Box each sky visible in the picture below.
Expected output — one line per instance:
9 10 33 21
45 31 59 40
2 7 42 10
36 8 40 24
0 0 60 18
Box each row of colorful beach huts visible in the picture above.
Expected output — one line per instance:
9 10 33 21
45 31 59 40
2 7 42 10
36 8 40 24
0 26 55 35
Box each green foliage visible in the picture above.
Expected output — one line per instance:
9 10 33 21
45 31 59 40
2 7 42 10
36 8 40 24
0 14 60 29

* * *

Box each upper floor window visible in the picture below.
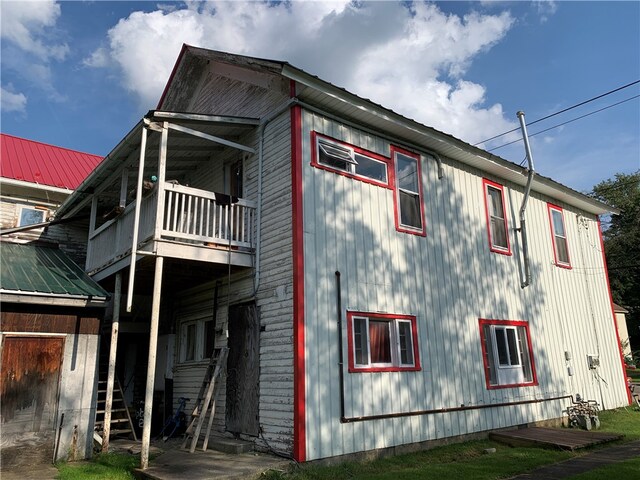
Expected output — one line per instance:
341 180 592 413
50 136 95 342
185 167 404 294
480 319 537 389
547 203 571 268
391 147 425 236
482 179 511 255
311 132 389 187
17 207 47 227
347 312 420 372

### What you are asked to do:
Please repeat the lines of the records word for word, beginning with the line that contains "Box each upper" and continuing through the line that contains "347 312 420 372", with both of those lines included. Leave the pictures out of your answer.

### Complete output:
Box each upper floor window visible in the picture below.
Expected output — one line per instance:
341 180 592 413
50 136 95 342
185 167 404 294
480 319 537 389
547 203 571 268
391 147 425 236
482 179 511 255
311 132 389 187
17 207 47 227
347 312 420 372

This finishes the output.